DOCUMENT PASSAGE:

Much less than the whole of life...4
In the early twentieth century middle Europe hosted a spate of suicides, predominantly educated young men, who found the world tiresome by the judgement of their romantic ideals. Fin de siecle Vienna saw them dropping off like flies. This crazed romanticism informs Dazai's work and, apparently, his life, where he too fell victim to the lure of self destruction.
*
The surface objectivity gained by choosing a woman as narrator is an interesting technique. Dazai here installs a rather crude counter to his, and the character Naoji's, dissolution, namely Kazuko's desire to bear a child. It is simplistic to reduce the novel's core to the notion of renewal, but it does gather poignancy when considered against the backdrop of a Japan recently defeated, if not humiliated, in the World War. Perhaps the plea for a child is at once an admission that the then current generation has been left without a foundation from which to hope, and that only time, and a new generation, could begin a true reconstruction. The child, rather than being a true symbol of life, is almost mere procrastination - a resignation on the part of the parental generation that they are impotent in the face of bewildering problems. For Kazuko the child is equivalent to Naijo's opiates.
*
The influence of European literature is strong. Donald Keene, the translator, mentions Proust and Dostoevsky in his introduction, but the pervasive use of illness for more than literal purposes recalls Thomas Mann's "The Magic Mountain". There are several overt references to Nietzsche, with his diagnoses of society's ills, and the characters themselves read Marx and other socialist writings. The effect here, however, is culturally specific, and the attitudes to death embodied in the novel do instruct as to how Japanese culture contrasts with the West.

INPUT DATA:
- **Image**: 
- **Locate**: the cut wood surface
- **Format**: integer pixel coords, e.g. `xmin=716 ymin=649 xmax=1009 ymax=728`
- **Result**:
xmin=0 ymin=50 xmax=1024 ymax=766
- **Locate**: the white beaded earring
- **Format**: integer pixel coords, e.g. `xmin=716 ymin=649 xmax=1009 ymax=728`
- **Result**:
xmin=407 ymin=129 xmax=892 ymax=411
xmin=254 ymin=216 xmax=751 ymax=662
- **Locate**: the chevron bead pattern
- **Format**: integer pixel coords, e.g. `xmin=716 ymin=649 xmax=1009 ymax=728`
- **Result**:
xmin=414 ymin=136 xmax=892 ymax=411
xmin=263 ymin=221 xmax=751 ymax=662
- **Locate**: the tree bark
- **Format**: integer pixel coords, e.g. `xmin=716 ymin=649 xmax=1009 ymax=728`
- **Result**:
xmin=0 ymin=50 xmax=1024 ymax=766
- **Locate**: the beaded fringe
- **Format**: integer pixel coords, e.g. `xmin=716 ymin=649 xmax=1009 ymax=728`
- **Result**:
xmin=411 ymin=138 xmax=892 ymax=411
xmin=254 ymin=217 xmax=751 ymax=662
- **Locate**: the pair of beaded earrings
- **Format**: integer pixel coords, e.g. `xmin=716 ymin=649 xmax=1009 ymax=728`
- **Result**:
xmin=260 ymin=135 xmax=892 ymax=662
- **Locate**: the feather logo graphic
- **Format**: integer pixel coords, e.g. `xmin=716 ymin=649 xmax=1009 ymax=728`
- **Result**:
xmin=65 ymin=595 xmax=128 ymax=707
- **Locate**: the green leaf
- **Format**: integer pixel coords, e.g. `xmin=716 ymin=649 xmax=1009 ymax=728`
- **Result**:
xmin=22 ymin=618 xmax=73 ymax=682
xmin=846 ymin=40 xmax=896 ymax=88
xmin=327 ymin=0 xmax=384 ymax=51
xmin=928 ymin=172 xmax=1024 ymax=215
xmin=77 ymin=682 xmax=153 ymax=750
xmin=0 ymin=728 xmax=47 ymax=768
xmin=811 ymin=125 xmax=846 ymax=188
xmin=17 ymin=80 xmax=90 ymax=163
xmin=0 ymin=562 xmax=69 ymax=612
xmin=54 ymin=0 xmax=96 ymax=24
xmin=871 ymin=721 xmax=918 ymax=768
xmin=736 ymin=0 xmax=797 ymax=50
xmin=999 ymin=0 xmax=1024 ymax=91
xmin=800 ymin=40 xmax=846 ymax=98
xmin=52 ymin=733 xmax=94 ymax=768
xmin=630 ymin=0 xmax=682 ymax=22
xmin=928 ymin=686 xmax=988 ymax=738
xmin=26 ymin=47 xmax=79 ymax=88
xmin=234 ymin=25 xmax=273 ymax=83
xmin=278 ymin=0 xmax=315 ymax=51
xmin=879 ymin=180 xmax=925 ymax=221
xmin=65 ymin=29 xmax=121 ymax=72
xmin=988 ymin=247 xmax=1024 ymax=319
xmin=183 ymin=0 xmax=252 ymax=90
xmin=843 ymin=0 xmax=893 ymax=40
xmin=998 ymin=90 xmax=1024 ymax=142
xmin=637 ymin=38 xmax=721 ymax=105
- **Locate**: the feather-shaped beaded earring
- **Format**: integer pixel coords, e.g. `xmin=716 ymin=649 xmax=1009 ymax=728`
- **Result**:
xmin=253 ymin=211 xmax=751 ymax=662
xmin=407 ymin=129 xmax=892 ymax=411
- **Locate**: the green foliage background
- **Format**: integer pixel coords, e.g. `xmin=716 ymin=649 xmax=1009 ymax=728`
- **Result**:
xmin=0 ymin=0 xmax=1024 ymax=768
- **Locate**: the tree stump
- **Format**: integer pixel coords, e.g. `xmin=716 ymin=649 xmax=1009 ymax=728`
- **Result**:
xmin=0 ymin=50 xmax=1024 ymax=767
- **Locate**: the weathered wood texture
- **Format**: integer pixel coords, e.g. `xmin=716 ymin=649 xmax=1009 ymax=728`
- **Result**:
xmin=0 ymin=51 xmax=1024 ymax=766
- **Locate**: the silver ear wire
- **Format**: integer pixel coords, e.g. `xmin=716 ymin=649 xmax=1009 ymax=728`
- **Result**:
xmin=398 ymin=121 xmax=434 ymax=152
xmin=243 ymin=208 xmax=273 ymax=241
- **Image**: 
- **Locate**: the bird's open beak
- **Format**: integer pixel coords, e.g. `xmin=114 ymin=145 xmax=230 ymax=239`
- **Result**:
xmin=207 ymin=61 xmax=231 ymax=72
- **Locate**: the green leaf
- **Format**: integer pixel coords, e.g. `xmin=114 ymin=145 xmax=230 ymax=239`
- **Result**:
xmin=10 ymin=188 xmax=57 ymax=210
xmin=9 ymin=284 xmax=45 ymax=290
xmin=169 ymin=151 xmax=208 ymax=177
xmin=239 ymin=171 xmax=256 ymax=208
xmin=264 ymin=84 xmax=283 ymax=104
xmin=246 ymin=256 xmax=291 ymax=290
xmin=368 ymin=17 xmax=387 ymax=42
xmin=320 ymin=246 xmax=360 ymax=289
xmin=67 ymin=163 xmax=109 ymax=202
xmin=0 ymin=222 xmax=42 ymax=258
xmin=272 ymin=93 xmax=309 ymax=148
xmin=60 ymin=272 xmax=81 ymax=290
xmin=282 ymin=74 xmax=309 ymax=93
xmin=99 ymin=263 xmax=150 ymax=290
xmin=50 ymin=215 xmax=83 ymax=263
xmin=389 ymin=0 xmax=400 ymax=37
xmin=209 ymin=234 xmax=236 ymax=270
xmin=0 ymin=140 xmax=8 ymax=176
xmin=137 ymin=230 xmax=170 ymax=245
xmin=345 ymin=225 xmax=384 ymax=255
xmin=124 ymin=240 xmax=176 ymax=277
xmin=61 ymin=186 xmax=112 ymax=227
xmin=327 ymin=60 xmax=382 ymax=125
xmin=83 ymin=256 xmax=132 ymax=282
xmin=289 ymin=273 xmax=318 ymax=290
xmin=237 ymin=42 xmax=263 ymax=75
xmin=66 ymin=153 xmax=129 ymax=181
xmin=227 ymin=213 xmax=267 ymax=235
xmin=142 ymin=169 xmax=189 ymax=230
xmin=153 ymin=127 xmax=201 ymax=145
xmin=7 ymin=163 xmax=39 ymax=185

QUESTIONS:
1. Condense the paragraph of the Dazai review that begins "The influence of European literature" into a shorter version that keeps its main facts.
2. Reproduce verbatim the portion of the Dazai review starting with "Much less than" and going on through "of self destruction.".
The entries have no connection to the Dazai review.

RESPONSES PER TASK:
1. European literature strongly shapes the novel. In his introduction, translator Donald Keene cites Proust and Dostoevsky, and the figurative use of illness recalls Thomas Mann's "The Magic Mountain." Nietzsche is referenced openly, and the characters read Marx and other socialist writings. Still, the effect is culturally specific, and the novel's attitudes to death show how Japanese culture contrasts with the West.

2.
Much less than the whole of life...4
In the early twentieth century middle Europe hosted a spate of suicides, predominantly educated young men, who found the world tiresome by the judgement of their romantic ideals. Fin de siecle Vienna saw them dropping off like flies. This crazed romanticism informs Dazai's work and, apparently, his life, where he too fell victim to the lure of self destruction.